Território sagrado

Documentário da HBO vencedor do Emmy 2020 explica a importância do teatro Apollo para o Harlem e para o mundo

A medida da importância que o teatro Apollo tem para o bairro nova-iorquino do Harlem, e para a música negra americana, é dada pela morte de James Brown em 2006.

Tenha em mente que se trata de uma comunidade bastante religiosa, batista em grande parte, com centenas de igrejas espalhadas pela vizinhança.

Ainda assim, quando Brown morreu, seu velório não foi em uma igreja. Foi no Apollo. E as pessoas fizeram peregrinações até Nova York para se despedir do homem que dizia “I Feel Good” e “Please, Please, Please”. Com certeza a voz mais famosa da música soul em qualquer época.

Brown foi apresentado pela última vez, como se fosse um espetáculo derradeiro, pelo reverendo Al Sharpton. “Ele começou com nada e conquistou o mundo!”, disse o reverendo. A plateia concordava com gritos de  “amém”.

“Abram o caixão e deixem o povo ver um homem de verdade!”, disse Sharpton. O público grita e aplaude de pé para o corpo de James Brown no caixão aberto sobre o palco.

A cena aparece em “O Apollo: 85 anos”, em cartaz na HBO e vencedor do prêmio Emmy 2020 de melhor documentário. É um dos pontos altos do filme, mas de maneira nenhuma o único.

A galeria de cantoras e cantores que começaram ou passaram pelo Apollo é impressionante. Teve Ella Fitzgerald e Aretha Franklin. Teve, de uma geração mais nova, Lauren Hyll. Ela se apresentou, aos 13 anos, no célebre espetáculo de amadores que ainda ocorre todo sábado à noite e foi vaiada sem dó pelo público.

O Apollo fez 85 anos em 2018 e o documentário é do ano passado. O filme percorre toda a longa história do teatro, que viveu vários períodos difíceis e chegou a ficar fechado por um tempo nos anos 1970, quando a cidade se tornou particularmente violenta.

Criado em 1913, a primeira razão de ser do Apollo foi dar espaço para a comunidade negra, proibida de frequentar casas de shows “tradicionais” por causa de leis segregacionistas. Os únicos negros que podiam entrar nesses lugares eram os artistas.
# # # # # # #
_Exercício 1_:
Responda com base no texto sobre o teatro Apollo:
(a) Onde foi o velório de James Brown?
(b) Quem apresentou Brown pela última vez?
(c) Em que década o teatro chegou a ficar fechado por um tempo?
_Exercício 2_: No texto sobre o teatro Apollo, reescreva de forma mais curta o parágrafo que começa com "Ainda assim, quando Brown morreu", mantendo os fatos principais.
# # # # # # #
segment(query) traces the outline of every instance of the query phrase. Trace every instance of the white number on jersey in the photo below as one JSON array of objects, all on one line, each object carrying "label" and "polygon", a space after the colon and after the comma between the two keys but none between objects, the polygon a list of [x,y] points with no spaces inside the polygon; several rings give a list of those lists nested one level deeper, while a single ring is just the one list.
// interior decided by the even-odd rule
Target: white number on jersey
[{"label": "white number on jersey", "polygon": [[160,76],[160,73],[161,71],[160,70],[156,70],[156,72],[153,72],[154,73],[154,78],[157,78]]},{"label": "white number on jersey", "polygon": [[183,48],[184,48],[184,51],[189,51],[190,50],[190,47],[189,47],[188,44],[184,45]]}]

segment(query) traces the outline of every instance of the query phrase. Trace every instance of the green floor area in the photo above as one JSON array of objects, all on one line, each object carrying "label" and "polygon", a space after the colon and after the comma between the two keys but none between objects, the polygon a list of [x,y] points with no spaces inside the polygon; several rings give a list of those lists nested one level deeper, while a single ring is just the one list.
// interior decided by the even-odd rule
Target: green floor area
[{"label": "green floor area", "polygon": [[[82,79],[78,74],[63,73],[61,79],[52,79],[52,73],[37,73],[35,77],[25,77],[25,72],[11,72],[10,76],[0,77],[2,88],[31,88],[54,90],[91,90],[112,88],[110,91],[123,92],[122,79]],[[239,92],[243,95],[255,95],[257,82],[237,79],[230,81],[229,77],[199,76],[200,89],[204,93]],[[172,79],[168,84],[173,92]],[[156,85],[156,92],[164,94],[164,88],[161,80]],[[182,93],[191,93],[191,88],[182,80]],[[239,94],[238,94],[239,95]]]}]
# # # # # # #
_Resposta do exercício 1_:
(a) No teatro Apollo.
(b) O reverendo Al Sharpton.
(c) Nos anos 1970.

_Resposta do exercício 2_: O velório de James Brown foi no Apollo, não em uma igreja. Pessoas peregrinaram até Nova York para se despedir do intérprete de “I Feel Good” e “Please, Please, Please”, com certeza a voz mais famosa do soul em qualquer época.